** start of PASSAGE SHOWN **

I've had emails, a couple of emails back and forth over the years and with Annika, your wife as well, but never in person that I recall.
Yeah, you know, because I feel, the reason why I'm confused about this is because, and this is almost certainly something you don't know, but you served quite an important intellectual role in my life.
I went to one of those early Tucson conferences on consciousness.
Oh, I didn't know that.
I think it was probably 95.
Was 94 the first one?
Yeah, 94 was the first small one with about 300 people.
Then it got really big in 96 with about 2,000 people.
I think I went to 95 and probably 96 as well.
And I had dropped out of school and was, I guess you could say, looking for some direction in life.
And I became very interested in the conversations that were happening in the philosophy of mind.
I think probably the first thing I saw was some of the sparring between Dan Dennett and John Searle.
Then I noticed you in the Journal of Consciousness Studies, and then I think I just saw an ad, probably in the Journal of Consciousness Studies, for the Tucson Conference, and showed up, and I quite distinctly remember your talk there.
Your articulation of the hard problem of consciousness really just made me want to do philosophy, which led very directly into my wanting to know more about science and sent me back to the ivory tower.
And I think a significant percentage of my getting a PhD in neuroscience and continuing to be interested in this issue was the result of just seeing that the conversation you started in Tucson more than 20 years ago.
Okay, well, I'm really pleased to hear that.

** end of PASSAGE SHOWN **
** start of DATA EXCERPTS **

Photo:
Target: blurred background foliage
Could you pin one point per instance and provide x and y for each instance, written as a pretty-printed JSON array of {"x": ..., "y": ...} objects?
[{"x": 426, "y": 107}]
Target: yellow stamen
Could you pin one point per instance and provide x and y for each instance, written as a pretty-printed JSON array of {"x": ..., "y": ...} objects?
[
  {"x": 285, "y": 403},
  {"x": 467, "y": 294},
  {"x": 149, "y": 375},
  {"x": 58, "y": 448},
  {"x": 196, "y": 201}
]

** end of DATA EXCERPTS **

OBJECTIVE
Copy the full conversation about the Tucson consciousness conferences above, word for word.

PROBLEM SOLUTION
I've had emails, a couple of emails back and forth over the years and with Annika, your wife as well, but never in person that I recall.
Yeah, you know, because I feel, the reason why I'm confused about this is because, and this is almost certainly something you don't know, but you served quite an important intellectual role in my life.
I went to one of those early Tucson conferences on consciousness.
Oh, I didn't know that.
I think it was probably 95.
Was 94 the first one?
Yeah, 94 was the first small one with about 300 people.
Then it got really big in 96 with about 2,000 people.
I think I went to 95 and probably 96 as well.
And I had dropped out of school and was, I guess you could say, looking for some direction in life.
And I became very interested in the conversations that were happening in the philosophy of mind.
I think probably the first thing I saw was some of the sparring between Dan Dennett and John Searle.
Then I noticed you in the Journal of Consciousness Studies, and then I think I just saw an ad, probably in the Journal of Consciousness Studies, for the Tucson Conference, and showed up, and I quite distinctly remember your talk there.
Your articulation of the hard problem of consciousness really just made me want to do philosophy, which led very directly into my wanting to know more about science and sent me back to the ivory tower.
And I think a significant percentage of my getting a PhD in neuroscience and continuing to be interested in this issue was the result of just seeing that the conversation you started in Tucson more than 20 years ago.
Okay, well, I'm really pleased to hear that.